▶ [Description of the task]: Once you find the line with "If you could locate the tree" in the entries below, return exactly every line from it through the line with "If you could locate the rusted".
------
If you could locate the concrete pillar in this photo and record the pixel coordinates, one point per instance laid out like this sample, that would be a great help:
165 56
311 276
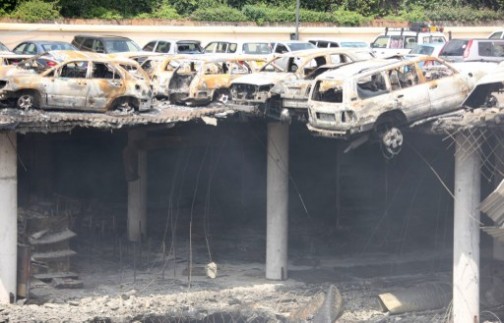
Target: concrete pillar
466 247
498 246
137 189
8 217
277 196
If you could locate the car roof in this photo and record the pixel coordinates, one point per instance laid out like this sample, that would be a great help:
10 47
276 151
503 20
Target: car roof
395 32
321 51
46 41
435 45
176 41
103 36
349 70
227 58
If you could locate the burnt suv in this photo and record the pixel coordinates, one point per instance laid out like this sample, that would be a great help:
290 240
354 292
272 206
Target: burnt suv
105 44
465 50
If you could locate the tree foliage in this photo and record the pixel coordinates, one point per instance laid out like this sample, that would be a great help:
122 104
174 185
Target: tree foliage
35 11
343 12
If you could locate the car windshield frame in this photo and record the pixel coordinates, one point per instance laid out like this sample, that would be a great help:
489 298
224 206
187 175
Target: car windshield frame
111 45
353 44
4 48
60 46
300 46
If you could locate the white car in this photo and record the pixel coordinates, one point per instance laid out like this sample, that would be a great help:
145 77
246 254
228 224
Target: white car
380 96
345 43
282 47
238 47
401 41
99 84
165 46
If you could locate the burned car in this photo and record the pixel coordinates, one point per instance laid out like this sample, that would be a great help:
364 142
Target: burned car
160 70
289 98
250 93
378 97
201 81
7 59
42 62
82 84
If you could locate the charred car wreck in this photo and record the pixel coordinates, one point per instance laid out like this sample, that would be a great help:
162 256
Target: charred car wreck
203 80
82 84
288 78
379 97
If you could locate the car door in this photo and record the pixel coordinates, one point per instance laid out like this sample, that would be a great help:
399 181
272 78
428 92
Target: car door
409 92
150 46
67 88
104 85
447 88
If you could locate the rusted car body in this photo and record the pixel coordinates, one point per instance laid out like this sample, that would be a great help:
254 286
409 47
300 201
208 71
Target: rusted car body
203 80
384 95
251 92
98 84
160 70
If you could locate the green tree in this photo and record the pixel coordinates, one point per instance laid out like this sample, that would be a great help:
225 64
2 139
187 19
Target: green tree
36 11
8 6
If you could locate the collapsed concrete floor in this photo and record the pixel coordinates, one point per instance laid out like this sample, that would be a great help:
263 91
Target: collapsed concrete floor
356 221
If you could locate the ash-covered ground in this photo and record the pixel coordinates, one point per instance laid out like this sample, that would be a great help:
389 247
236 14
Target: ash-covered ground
118 287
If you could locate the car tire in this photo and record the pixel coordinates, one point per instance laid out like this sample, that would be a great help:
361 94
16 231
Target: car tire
27 100
222 96
491 101
125 106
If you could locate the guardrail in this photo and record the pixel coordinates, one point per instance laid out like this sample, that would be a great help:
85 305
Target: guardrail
13 33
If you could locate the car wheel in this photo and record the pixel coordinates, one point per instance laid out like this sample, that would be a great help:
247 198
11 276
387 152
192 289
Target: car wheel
125 106
27 100
222 96
391 140
490 101
173 98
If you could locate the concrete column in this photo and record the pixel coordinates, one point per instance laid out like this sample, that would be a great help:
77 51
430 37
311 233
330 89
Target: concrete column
137 189
277 196
8 217
498 246
466 246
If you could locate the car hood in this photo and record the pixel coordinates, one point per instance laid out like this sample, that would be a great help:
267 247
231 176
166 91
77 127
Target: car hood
263 78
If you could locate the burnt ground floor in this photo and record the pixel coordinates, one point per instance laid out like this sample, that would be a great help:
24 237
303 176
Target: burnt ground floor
156 288
358 221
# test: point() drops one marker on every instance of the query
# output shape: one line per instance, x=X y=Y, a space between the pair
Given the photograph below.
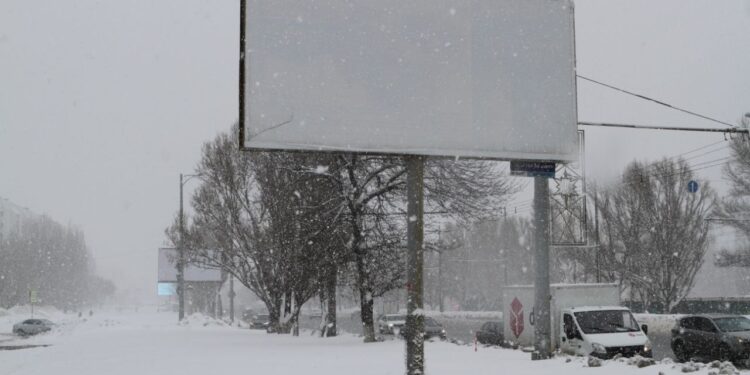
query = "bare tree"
x=654 y=235
x=372 y=189
x=735 y=208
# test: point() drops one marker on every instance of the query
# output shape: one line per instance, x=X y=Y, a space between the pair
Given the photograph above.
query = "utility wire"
x=655 y=101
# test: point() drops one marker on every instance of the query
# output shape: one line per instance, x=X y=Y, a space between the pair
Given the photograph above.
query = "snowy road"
x=154 y=344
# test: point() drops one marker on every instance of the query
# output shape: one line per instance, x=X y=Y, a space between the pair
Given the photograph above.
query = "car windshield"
x=606 y=321
x=429 y=322
x=733 y=324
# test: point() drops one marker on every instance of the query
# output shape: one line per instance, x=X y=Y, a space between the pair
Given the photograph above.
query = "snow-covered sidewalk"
x=149 y=343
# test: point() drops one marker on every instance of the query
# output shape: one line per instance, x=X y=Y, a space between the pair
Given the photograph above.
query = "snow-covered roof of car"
x=597 y=308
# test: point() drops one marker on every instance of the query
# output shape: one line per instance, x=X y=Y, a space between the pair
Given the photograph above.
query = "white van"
x=602 y=332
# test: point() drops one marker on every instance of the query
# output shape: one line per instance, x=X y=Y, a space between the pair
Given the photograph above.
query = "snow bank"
x=475 y=315
x=200 y=320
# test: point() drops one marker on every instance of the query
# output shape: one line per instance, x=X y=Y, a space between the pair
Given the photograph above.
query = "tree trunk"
x=330 y=329
x=366 y=304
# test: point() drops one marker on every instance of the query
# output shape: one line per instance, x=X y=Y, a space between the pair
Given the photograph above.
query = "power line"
x=654 y=100
x=661 y=127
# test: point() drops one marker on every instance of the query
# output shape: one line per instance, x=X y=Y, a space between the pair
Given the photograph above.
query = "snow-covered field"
x=153 y=343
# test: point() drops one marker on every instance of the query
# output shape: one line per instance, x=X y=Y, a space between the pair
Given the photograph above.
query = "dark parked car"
x=432 y=328
x=32 y=327
x=491 y=333
x=722 y=337
x=260 y=321
x=391 y=323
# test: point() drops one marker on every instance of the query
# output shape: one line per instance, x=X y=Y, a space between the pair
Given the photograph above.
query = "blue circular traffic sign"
x=692 y=186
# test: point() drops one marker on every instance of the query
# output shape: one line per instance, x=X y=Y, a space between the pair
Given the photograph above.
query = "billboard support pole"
x=542 y=331
x=414 y=265
x=241 y=119
x=181 y=260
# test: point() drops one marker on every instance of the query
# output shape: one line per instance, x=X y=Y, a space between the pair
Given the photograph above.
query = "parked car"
------
▶ [Answer box]:
If you could locate the tree foliage in this photo and record the pixel coordinates, one point per instance laid out like this sample, that would be a great help:
122 104
174 185
Target: tree foliage
35 11
343 12
If you could locate the car windshield frame in this photo and record the pixel coordinates, one point per instance laid out like this sample, that would be a great help:
489 298
224 206
187 175
Target: car windshield frame
111 45
353 44
4 48
60 46
300 46
If you could locate the white car in this photo and record the pixel coordinates, one point per instance laid out like this sample, that would be a great help:
145 77
246 254
228 224
Target: white car
380 96
345 43
282 47
238 47
401 41
99 84
165 46
If you could locate the burned car in this photo and record the pixel coordinates, one point per instance laid out like this sample, that would be a great help:
364 142
Target: burned car
160 70
289 98
250 93
378 97
201 81
7 59
42 62
82 84
If you could locate the charred car wreck in this photo and record the pixel coordinates, one point per instance laid out like this sample, that would be a great help:
162 256
Target: charred car wreck
203 80
82 84
288 78
379 97
If you could locate the car door in this photo and record the pixel coordinates, one point per instance laid out like this sample, that would be a great help:
399 181
272 78
428 92
Target: car door
409 92
150 46
67 88
104 85
447 88
If you could locate the rusted car body in this photo and record the pixel coordinates, one point per instance laid out like this sample, that would be a great help:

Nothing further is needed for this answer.